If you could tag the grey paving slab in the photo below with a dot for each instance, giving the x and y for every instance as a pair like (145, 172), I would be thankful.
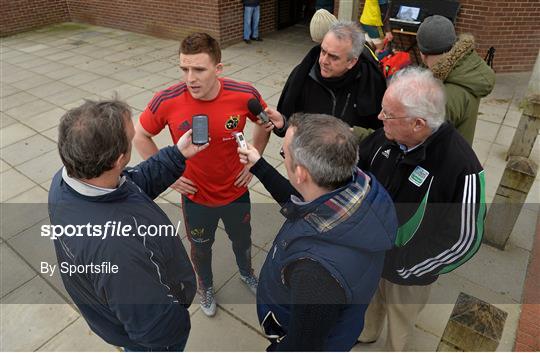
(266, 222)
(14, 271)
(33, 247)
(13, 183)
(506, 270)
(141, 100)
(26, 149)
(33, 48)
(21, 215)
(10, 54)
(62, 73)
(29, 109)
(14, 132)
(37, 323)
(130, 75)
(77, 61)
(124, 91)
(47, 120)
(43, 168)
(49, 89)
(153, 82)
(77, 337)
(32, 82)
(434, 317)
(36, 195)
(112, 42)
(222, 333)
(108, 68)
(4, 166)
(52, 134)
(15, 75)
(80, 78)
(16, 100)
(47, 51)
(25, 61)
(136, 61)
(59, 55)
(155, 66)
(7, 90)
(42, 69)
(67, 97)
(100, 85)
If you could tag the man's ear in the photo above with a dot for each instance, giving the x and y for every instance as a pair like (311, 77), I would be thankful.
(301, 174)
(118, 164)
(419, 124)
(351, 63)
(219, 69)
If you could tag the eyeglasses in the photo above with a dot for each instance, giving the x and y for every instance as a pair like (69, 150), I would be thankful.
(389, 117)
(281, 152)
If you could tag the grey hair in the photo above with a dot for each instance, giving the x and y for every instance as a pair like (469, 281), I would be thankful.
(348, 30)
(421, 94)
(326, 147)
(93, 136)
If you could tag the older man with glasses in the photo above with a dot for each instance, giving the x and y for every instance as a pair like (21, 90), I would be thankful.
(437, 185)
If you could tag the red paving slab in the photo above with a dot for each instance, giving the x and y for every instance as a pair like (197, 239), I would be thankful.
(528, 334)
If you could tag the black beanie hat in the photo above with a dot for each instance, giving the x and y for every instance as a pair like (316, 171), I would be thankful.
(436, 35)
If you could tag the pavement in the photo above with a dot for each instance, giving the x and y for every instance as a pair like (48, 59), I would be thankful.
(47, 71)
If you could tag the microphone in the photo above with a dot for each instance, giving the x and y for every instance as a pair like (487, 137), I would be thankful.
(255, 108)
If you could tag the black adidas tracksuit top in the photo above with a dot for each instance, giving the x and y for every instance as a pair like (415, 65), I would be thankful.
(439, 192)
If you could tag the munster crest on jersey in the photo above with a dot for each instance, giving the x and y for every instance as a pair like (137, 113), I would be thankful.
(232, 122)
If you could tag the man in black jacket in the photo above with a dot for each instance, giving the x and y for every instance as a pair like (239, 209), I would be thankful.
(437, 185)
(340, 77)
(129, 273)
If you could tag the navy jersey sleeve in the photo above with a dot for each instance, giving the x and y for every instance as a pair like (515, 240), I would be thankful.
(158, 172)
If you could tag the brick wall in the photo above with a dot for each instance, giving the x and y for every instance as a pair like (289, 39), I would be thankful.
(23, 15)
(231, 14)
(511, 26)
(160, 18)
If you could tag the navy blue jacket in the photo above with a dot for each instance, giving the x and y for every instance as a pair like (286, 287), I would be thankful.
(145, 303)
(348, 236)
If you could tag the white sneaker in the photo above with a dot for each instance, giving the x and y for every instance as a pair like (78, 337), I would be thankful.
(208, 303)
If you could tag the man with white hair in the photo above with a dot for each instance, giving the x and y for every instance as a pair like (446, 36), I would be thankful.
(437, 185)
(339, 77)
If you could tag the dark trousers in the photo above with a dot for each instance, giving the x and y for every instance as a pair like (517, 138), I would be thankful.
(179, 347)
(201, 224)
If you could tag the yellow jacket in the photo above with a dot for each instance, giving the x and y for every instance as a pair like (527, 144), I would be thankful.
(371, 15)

◇ ◇ ◇

> _What the exercise asks_
Reproduce the lines of the records verbatim, starting with the line that contains "If you could tag the dark" and continuing through the last line of the records, both ends included.

> _Exercise response_
If you could tag the dark trousers in the photo above with a dot for each instance, giving the x and y for every instance as a pair like (517, 138), I would be thankful.
(179, 347)
(201, 224)
If you could tag the yellow jacket in the photo above with a dot for each instance, giving the x and y for every instance as a pair like (527, 144), I would be thankful.
(371, 15)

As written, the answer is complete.